页面摘录:
● ● ● ● ● ● ●
[Leetcode]414. Third Maximum Number

问题：

Given a non-empty array of integers, return the third maximum number in this array. If it does not exist, return the maximum number. The time complexity must be in O(n).

Example 1:

Input: [3, 2, 1]

Output: 1

Explanation: The third maximum is 1.

Example 2:

Input: [1, 2]

Output: 2

Explanation: The third maximum does not exist, so the maximum (2) is returned instead.

Example 3:

Input: [2, 2, 3, 1]

Output: 1

Explanation: Note that the third maximum here means the third maximum distinct number.
Both numbers with value 2 are both considered as second maximum.

思路1：

利用TreeSet的自动升序功能，以及元素不重复原理，，其中涉及到迭代。时间复杂度是O(n)
● ● ● ● ● ● ●
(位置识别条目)
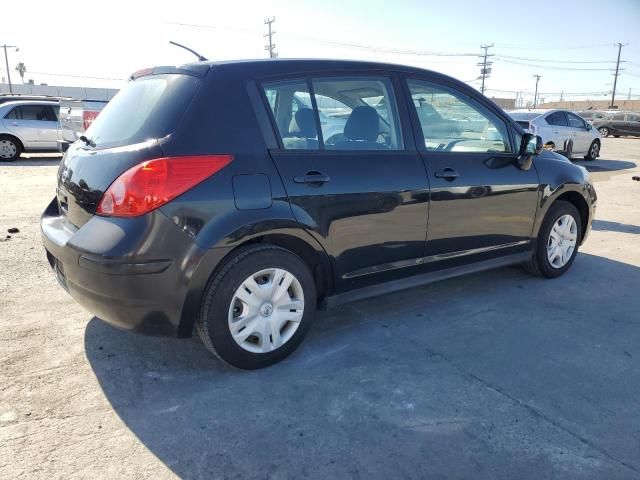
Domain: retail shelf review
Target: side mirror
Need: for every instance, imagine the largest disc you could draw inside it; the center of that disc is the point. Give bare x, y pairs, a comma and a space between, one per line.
531, 145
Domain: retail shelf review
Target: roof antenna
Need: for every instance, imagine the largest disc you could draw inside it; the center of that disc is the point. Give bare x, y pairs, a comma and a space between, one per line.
200, 57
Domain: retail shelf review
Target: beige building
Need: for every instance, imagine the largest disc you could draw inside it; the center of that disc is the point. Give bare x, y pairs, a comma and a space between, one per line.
580, 105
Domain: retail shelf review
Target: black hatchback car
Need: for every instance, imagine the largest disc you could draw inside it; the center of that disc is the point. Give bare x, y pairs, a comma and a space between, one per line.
235, 198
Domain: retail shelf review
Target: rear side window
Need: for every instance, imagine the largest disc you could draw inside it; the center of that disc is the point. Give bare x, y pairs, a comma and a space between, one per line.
357, 113
292, 110
45, 113
353, 113
453, 122
144, 109
557, 119
575, 121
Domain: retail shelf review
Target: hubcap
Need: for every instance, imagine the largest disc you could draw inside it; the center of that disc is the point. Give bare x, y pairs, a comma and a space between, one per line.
266, 310
562, 241
7, 149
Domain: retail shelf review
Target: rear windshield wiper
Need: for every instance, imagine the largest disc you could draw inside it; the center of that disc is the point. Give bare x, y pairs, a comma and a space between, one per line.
86, 140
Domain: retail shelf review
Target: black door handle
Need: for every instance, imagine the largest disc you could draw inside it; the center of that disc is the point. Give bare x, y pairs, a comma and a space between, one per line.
312, 178
447, 174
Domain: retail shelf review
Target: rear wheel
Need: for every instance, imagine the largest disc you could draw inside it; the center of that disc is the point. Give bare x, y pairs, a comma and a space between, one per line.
558, 241
594, 151
258, 307
10, 148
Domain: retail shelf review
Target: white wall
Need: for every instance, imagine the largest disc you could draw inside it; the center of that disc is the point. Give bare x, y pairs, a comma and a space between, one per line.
79, 93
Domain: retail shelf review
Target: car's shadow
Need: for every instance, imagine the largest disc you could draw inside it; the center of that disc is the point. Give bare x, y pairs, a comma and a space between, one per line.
605, 165
380, 388
607, 226
36, 161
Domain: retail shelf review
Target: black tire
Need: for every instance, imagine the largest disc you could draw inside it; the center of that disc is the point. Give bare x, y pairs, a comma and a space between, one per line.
539, 264
7, 141
213, 325
594, 151
568, 152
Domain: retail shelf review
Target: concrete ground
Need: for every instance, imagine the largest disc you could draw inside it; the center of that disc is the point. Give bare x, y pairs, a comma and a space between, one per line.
495, 375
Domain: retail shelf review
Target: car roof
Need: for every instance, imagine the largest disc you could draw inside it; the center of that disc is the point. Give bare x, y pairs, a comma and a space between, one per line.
27, 102
286, 66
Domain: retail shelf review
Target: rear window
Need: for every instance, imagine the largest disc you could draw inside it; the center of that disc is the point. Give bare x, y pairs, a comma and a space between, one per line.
144, 109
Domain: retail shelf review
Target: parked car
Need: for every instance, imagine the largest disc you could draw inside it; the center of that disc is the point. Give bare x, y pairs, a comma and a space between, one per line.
204, 197
8, 97
28, 126
593, 115
619, 124
561, 131
75, 117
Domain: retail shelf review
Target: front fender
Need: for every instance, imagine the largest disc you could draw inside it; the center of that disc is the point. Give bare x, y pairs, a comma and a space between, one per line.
558, 177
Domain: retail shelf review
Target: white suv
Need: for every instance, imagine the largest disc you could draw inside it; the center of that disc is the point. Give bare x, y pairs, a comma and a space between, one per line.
28, 126
561, 131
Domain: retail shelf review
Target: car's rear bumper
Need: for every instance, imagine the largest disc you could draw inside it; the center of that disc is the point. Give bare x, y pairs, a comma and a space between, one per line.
133, 273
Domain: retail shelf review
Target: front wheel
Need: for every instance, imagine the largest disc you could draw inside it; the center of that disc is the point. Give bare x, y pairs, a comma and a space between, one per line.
258, 307
558, 241
10, 149
594, 151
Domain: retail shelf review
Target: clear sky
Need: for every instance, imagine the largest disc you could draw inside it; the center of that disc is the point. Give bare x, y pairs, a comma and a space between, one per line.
569, 42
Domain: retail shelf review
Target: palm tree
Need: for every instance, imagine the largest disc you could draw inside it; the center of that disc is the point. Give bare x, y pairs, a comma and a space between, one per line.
22, 69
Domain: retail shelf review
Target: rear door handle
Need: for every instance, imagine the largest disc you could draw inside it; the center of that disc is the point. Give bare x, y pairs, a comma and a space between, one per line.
447, 174
312, 178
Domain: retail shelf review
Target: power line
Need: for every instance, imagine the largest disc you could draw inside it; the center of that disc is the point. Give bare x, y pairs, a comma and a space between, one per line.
615, 75
485, 71
549, 67
554, 61
535, 95
271, 47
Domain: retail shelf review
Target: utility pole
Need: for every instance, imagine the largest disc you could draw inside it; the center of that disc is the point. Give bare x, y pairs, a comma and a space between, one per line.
485, 71
6, 62
271, 48
535, 95
615, 75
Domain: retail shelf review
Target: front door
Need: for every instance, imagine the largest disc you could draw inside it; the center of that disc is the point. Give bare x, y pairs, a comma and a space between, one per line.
482, 204
351, 179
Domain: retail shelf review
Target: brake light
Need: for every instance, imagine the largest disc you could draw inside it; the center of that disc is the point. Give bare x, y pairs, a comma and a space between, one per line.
153, 183
88, 116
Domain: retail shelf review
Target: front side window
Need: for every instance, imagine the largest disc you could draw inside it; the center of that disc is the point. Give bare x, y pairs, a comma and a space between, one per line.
557, 119
452, 122
292, 110
575, 121
357, 113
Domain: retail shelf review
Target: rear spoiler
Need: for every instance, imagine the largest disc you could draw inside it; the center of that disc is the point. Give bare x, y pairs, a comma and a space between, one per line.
198, 70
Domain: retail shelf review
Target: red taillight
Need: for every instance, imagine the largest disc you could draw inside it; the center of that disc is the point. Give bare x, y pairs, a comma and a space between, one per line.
153, 183
88, 116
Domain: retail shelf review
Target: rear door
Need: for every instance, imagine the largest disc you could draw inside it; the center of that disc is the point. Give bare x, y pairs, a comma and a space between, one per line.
560, 132
37, 125
482, 204
632, 124
352, 174
580, 133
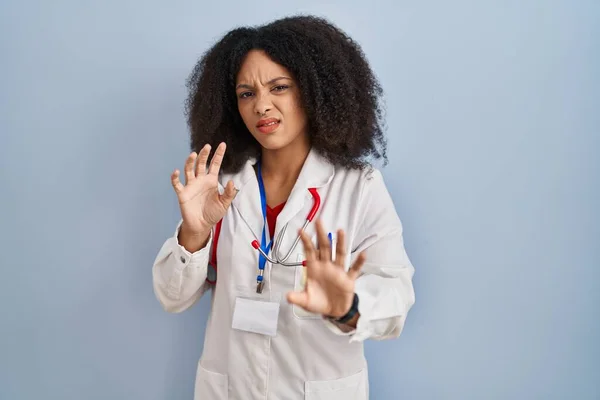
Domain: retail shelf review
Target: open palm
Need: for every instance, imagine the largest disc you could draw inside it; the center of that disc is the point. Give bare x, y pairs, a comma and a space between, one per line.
329, 289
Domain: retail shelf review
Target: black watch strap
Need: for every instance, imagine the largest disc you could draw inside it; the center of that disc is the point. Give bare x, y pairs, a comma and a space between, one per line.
351, 313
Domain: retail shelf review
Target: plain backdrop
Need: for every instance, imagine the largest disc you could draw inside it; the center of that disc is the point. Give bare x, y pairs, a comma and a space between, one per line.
493, 128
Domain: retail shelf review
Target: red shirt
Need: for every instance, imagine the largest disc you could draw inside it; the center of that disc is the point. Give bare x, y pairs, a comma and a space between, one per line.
272, 214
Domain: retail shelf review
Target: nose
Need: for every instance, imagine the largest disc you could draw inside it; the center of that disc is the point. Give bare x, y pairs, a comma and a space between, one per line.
263, 105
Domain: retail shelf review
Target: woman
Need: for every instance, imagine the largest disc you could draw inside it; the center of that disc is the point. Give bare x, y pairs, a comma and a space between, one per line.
297, 106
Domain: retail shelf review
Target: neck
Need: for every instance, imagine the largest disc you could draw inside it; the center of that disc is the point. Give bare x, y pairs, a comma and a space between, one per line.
284, 165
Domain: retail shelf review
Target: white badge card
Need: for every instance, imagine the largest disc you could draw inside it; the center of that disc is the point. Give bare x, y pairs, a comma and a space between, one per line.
256, 316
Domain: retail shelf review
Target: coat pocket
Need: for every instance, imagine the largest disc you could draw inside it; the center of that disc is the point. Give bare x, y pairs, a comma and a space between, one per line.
353, 387
210, 385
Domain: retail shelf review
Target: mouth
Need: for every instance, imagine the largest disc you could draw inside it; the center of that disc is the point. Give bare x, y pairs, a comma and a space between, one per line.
268, 125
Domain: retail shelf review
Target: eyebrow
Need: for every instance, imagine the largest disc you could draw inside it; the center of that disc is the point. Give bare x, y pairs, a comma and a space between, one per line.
242, 85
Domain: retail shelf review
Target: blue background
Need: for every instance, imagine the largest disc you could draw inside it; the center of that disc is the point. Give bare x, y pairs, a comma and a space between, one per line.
494, 133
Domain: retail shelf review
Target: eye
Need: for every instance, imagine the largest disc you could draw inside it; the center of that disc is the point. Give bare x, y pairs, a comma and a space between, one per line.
280, 88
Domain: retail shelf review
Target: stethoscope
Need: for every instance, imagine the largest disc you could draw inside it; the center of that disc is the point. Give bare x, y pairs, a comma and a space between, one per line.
263, 248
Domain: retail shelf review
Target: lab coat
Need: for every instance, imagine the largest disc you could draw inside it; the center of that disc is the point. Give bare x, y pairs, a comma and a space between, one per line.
309, 357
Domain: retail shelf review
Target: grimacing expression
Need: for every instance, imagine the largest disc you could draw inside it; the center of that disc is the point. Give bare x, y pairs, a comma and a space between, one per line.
269, 102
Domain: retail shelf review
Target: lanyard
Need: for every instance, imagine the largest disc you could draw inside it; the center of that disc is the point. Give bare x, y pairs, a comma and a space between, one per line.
263, 243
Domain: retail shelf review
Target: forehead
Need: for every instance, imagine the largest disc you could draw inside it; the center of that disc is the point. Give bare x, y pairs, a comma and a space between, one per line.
258, 66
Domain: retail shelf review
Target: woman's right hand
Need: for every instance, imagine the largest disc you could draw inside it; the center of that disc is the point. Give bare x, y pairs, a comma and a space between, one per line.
201, 204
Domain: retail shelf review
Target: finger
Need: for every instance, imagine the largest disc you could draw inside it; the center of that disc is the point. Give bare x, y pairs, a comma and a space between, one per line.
309, 250
354, 271
189, 167
298, 298
215, 164
202, 159
176, 182
340, 249
229, 194
323, 242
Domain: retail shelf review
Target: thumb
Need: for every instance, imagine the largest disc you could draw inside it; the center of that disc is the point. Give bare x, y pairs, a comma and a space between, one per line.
298, 298
229, 194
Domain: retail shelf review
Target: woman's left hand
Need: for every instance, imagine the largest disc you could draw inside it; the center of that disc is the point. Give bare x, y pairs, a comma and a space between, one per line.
329, 289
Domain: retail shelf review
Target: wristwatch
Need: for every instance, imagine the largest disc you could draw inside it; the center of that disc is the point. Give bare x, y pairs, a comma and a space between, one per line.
350, 314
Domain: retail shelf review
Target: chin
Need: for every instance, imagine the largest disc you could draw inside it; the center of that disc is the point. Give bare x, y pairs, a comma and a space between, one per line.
271, 142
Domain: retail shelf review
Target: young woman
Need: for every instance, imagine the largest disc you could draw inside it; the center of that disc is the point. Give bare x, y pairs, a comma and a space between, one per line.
287, 221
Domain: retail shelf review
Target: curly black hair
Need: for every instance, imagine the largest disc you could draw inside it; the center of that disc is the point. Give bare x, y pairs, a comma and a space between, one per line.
340, 93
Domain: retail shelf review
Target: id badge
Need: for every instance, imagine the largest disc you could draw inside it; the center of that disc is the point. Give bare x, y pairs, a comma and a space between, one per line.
256, 316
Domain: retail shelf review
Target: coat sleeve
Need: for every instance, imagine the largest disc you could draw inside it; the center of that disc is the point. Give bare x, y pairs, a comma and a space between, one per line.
178, 276
384, 288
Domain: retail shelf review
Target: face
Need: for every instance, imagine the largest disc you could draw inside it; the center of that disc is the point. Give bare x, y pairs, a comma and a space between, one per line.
269, 102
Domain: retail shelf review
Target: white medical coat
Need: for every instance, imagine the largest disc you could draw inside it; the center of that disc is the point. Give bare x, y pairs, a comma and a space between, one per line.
310, 357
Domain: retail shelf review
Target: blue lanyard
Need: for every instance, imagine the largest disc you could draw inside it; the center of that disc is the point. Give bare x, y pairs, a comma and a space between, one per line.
263, 202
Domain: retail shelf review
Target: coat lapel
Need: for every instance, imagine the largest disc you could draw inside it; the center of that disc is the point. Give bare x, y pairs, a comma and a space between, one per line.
316, 173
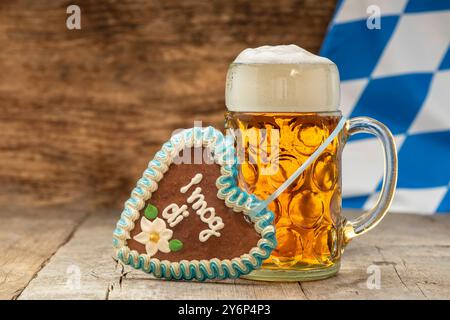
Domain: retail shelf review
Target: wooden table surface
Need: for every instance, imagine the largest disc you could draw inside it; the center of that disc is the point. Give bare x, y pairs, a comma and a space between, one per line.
61, 253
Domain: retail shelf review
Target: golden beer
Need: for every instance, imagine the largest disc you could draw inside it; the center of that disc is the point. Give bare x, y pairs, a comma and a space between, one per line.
307, 214
283, 103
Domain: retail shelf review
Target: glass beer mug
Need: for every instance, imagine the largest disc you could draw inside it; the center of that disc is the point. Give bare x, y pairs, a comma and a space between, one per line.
283, 102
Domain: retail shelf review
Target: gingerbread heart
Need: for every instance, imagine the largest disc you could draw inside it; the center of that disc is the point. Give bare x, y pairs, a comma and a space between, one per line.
188, 219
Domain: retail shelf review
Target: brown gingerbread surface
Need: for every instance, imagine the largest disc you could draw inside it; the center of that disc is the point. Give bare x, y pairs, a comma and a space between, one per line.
237, 236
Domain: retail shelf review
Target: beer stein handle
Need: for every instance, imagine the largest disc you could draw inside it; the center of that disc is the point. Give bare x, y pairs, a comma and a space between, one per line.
372, 217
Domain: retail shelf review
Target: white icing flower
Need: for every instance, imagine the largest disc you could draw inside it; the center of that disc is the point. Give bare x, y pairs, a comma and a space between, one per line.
154, 236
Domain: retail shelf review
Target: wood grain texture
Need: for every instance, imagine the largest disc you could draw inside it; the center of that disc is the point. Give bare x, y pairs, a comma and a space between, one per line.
28, 238
82, 111
410, 252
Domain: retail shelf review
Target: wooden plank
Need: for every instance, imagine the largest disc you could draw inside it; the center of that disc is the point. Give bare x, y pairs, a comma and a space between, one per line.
28, 238
85, 109
409, 252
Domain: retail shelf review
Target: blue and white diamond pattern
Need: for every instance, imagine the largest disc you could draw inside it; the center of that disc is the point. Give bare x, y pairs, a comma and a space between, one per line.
398, 74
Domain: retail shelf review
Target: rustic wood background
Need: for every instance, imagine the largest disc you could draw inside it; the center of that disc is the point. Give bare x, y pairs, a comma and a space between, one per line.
82, 111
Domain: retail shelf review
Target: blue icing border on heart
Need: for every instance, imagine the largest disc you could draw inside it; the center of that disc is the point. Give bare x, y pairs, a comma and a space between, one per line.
228, 190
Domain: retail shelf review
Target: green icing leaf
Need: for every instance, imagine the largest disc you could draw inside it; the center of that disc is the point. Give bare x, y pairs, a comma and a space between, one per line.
151, 212
175, 245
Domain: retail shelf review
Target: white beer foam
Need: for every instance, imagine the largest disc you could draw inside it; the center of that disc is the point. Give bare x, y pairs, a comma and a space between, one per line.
281, 54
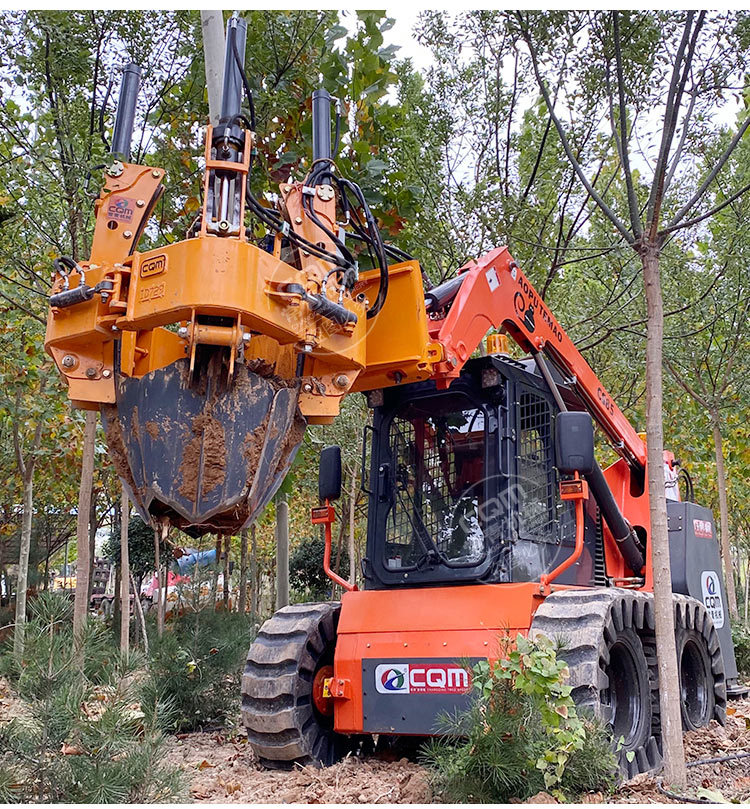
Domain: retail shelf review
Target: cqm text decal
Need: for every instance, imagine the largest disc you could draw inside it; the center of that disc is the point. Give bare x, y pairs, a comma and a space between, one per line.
415, 678
711, 587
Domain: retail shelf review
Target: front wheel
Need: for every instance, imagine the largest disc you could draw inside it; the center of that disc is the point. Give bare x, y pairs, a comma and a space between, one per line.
287, 718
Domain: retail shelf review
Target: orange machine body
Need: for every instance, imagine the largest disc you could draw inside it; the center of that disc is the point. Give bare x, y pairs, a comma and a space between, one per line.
431, 630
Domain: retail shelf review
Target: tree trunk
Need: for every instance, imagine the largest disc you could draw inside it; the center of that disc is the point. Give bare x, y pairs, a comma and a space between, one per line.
254, 578
225, 589
242, 595
116, 614
139, 612
282, 552
721, 479
669, 683
19, 632
92, 540
164, 600
352, 515
81, 605
160, 589
215, 577
124, 576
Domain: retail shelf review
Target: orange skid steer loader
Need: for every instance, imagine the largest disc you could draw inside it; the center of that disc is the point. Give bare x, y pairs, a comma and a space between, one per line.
487, 510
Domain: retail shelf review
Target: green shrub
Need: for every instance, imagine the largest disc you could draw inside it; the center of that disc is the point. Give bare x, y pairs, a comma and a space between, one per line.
522, 734
741, 638
80, 737
196, 667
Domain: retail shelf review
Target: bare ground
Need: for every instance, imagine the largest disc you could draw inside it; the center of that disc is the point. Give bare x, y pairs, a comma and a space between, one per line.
221, 769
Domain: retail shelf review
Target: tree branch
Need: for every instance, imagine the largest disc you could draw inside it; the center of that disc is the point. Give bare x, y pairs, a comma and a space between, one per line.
606, 210
712, 174
635, 220
672, 227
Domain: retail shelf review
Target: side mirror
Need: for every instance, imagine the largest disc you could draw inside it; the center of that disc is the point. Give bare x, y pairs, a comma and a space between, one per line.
329, 474
574, 443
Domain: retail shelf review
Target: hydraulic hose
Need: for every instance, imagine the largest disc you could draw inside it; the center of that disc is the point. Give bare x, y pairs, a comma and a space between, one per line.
625, 537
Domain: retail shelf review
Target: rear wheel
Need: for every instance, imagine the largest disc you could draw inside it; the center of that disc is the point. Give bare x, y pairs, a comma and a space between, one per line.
696, 680
288, 720
626, 699
613, 676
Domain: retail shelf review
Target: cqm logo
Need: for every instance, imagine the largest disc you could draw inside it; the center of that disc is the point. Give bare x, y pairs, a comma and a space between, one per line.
711, 587
421, 678
392, 679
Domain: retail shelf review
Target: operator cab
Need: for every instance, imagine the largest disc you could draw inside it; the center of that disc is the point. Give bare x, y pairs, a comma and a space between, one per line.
463, 486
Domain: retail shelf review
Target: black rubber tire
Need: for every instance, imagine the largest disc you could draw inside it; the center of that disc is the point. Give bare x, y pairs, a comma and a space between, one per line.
602, 633
626, 699
283, 726
701, 665
696, 680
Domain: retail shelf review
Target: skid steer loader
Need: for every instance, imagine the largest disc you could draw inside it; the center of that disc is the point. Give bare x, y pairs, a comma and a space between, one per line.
487, 512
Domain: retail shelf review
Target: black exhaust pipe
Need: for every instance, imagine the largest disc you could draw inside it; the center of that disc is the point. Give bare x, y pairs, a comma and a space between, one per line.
122, 137
625, 537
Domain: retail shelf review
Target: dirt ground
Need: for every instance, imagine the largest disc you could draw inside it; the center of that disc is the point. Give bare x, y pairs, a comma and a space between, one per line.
221, 769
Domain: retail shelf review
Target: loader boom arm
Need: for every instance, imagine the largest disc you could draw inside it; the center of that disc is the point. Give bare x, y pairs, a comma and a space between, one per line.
496, 294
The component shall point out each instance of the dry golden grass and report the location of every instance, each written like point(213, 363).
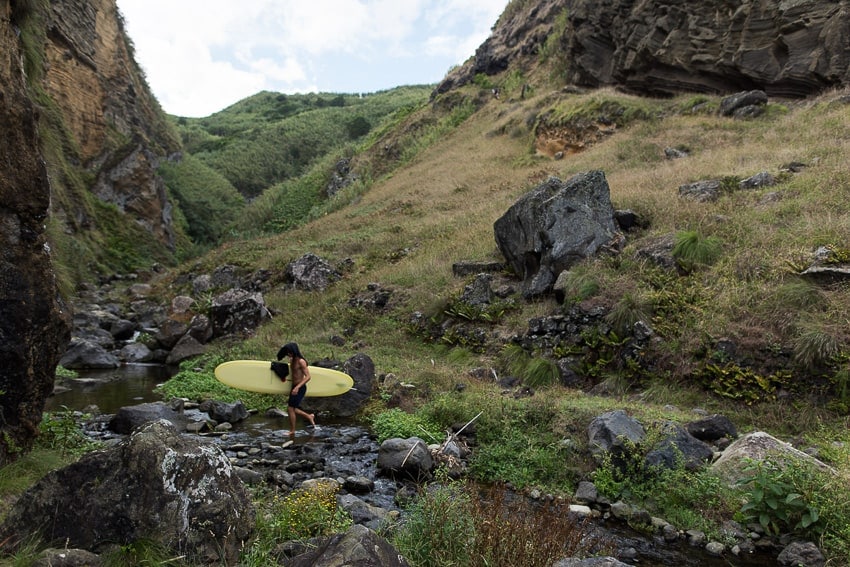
● ● ● ● ● ● ●
任务目标:
请从页面摘录中提取“Explanation: Note that”与“到迭代。时间复杂度是O(n)”之间的文字，首尾两处均包括在内，一字不改。 这些记录与页面摘录没有关联。

解答:
Explanation: Note that the third maximum here means the third maximum distinct number.
Both numbers with value 2 are both considered as second maximum.

思路1：

利用TreeSet的自动升序功能，以及元素不重复原理，，其中涉及到迭代。时间复杂度是O(n)